#### Your goal:
A verbatim copy of the line containing "In this exercise you will spot the taillight" and all lines after it, up to and including the final line of the records, is the only acceptable output.

#####

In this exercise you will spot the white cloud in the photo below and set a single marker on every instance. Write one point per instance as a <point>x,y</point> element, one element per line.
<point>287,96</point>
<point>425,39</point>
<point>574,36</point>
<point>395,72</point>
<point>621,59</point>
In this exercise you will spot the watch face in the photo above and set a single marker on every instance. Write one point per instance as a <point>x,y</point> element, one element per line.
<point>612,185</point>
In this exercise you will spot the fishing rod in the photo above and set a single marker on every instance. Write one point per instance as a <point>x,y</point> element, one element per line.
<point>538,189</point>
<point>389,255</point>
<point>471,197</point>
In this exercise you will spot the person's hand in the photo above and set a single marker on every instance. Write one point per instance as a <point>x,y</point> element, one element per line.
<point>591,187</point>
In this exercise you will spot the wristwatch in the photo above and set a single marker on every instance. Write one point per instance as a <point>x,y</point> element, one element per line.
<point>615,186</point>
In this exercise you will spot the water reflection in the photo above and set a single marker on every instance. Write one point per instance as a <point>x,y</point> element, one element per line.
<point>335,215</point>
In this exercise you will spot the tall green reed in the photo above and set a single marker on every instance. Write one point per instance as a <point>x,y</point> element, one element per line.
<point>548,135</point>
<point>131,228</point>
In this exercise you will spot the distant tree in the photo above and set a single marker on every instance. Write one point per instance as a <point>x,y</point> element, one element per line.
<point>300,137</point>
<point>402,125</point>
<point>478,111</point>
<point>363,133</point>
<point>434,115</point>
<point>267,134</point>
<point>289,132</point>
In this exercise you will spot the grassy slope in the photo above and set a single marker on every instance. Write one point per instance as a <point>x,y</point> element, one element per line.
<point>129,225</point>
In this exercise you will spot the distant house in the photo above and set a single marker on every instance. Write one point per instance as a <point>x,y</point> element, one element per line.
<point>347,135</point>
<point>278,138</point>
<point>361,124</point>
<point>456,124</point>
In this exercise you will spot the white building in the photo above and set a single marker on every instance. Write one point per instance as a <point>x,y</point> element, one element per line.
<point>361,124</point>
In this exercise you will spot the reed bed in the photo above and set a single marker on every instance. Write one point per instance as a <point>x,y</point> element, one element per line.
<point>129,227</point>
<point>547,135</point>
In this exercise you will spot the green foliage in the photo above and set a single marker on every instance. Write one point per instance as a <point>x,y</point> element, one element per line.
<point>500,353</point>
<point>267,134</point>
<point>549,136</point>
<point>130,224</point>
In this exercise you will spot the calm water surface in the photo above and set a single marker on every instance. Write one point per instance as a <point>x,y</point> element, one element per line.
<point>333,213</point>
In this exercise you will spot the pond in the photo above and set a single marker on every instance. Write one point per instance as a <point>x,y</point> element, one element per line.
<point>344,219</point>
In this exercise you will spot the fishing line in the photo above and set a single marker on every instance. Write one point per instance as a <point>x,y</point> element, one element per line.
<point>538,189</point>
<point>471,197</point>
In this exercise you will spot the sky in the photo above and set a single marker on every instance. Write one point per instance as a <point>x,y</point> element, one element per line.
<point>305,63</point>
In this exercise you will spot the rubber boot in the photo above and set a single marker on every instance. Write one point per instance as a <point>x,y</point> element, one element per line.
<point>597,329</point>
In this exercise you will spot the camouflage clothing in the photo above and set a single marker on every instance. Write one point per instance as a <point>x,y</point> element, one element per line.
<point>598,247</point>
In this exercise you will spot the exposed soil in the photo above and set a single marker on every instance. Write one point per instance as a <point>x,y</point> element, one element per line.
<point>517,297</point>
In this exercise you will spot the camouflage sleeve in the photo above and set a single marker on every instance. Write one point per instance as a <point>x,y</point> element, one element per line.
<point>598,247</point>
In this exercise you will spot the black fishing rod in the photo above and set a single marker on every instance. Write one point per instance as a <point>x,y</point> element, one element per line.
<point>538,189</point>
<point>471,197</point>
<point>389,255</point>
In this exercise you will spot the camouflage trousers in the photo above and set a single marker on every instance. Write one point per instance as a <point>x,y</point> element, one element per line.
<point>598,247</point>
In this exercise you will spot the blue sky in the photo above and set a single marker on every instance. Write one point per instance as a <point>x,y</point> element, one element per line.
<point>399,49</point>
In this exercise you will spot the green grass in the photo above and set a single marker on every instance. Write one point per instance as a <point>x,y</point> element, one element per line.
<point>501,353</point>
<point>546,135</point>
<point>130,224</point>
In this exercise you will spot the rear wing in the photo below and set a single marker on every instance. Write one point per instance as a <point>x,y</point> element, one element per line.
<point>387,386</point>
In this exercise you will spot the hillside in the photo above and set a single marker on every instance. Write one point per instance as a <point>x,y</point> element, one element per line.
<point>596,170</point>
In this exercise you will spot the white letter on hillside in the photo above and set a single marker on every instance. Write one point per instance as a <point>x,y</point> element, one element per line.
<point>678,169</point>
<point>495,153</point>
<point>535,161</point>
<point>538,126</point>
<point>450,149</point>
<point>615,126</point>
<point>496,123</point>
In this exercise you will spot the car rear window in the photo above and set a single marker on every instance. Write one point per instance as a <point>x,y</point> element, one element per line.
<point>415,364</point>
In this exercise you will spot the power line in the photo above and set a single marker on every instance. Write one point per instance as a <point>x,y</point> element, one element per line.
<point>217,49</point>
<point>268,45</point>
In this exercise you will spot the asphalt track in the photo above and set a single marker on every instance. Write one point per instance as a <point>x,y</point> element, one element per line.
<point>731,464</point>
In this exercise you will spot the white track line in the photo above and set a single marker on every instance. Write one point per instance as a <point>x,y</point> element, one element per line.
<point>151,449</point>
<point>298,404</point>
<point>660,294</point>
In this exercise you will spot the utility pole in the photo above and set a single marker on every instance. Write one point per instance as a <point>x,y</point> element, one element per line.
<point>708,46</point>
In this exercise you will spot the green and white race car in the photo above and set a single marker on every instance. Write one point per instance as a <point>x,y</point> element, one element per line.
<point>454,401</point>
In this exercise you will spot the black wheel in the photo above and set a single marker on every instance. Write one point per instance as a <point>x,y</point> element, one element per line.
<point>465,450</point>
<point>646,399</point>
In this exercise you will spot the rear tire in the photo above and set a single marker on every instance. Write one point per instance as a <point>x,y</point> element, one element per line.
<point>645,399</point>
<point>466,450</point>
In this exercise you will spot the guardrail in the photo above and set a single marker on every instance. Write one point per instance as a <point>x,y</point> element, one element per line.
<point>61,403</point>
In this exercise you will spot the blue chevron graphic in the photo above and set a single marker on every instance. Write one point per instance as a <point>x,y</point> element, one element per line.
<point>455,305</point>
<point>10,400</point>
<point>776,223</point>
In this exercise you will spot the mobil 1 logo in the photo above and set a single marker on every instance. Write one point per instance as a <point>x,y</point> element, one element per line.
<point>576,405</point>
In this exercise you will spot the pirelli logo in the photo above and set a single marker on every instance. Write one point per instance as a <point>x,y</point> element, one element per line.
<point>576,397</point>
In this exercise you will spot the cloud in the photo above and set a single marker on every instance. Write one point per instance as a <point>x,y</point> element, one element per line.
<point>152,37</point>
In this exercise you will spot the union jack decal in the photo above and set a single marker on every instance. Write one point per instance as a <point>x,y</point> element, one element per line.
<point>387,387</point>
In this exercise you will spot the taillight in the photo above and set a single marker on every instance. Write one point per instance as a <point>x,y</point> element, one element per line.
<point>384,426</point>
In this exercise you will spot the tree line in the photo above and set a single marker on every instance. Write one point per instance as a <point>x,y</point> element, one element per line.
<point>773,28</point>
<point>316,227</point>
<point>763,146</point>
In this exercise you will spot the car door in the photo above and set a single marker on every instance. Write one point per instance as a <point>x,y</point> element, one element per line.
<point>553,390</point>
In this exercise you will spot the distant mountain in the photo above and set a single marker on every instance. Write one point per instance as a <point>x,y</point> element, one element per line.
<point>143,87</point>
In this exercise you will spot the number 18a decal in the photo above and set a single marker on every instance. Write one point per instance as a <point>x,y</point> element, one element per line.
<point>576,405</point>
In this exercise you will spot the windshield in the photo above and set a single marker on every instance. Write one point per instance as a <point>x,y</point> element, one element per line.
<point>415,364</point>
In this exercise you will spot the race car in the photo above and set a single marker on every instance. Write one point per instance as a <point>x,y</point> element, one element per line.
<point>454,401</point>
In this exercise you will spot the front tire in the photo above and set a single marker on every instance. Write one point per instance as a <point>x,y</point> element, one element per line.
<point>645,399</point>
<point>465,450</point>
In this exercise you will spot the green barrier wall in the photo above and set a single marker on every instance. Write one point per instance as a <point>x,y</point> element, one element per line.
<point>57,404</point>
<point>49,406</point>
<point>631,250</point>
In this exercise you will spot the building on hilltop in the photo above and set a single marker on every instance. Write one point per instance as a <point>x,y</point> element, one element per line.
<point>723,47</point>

#####

#### Result of the task:
In this exercise you will spot the taillight in the photo above and set a single marker on every instance. Write one point per instance as a <point>x,y</point> element, one element per line.
<point>384,426</point>
In this exercise you will spot the tree line in the photo above and set a single marker on every instance. Write one point per instance as a <point>x,y</point> element, one element per line.
<point>773,28</point>
<point>316,227</point>
<point>763,146</point>
In this exercise you will spot the car door in the photo above and set a single marker on every instance. Write one point per instance as a <point>x,y</point> element, one element per line.
<point>553,390</point>
In this exercise you will spot the distant mountain in the photo above and set a single marker on every instance. Write one point per instance as a <point>x,y</point> element, one element per line.
<point>143,87</point>
In this exercise you will spot the number 18a decal in the photo above and set a single marker on every instance. Write one point per instance as a <point>x,y</point> element, one element per line.
<point>576,405</point>
In this exercise you will spot the windshield in the photo above and set a single marker on every instance. Write one point per instance as a <point>x,y</point> element, one element per line.
<point>415,364</point>
In this exercise you will spot the race car in the photo above and set a single marker on every instance. Write one point per instance as a <point>x,y</point> element, one element per line.
<point>454,401</point>
In this exercise you will spot the front tire in the photo above and set a single marker on every instance. Write one point per instance as a <point>x,y</point> element, one element per line.
<point>645,399</point>
<point>465,450</point>
In this exercise you will spot the green barrier wall in the photo above and set a single marker on every instance. Write one point per instance as a <point>x,y</point> element, one element per line.
<point>57,404</point>
<point>49,406</point>
<point>631,250</point>
In this exercise you will spot the building on hilltop in the photo above and set a single marker on every instance. Write one point per instance as a <point>x,y</point> element, one element per line.
<point>723,47</point>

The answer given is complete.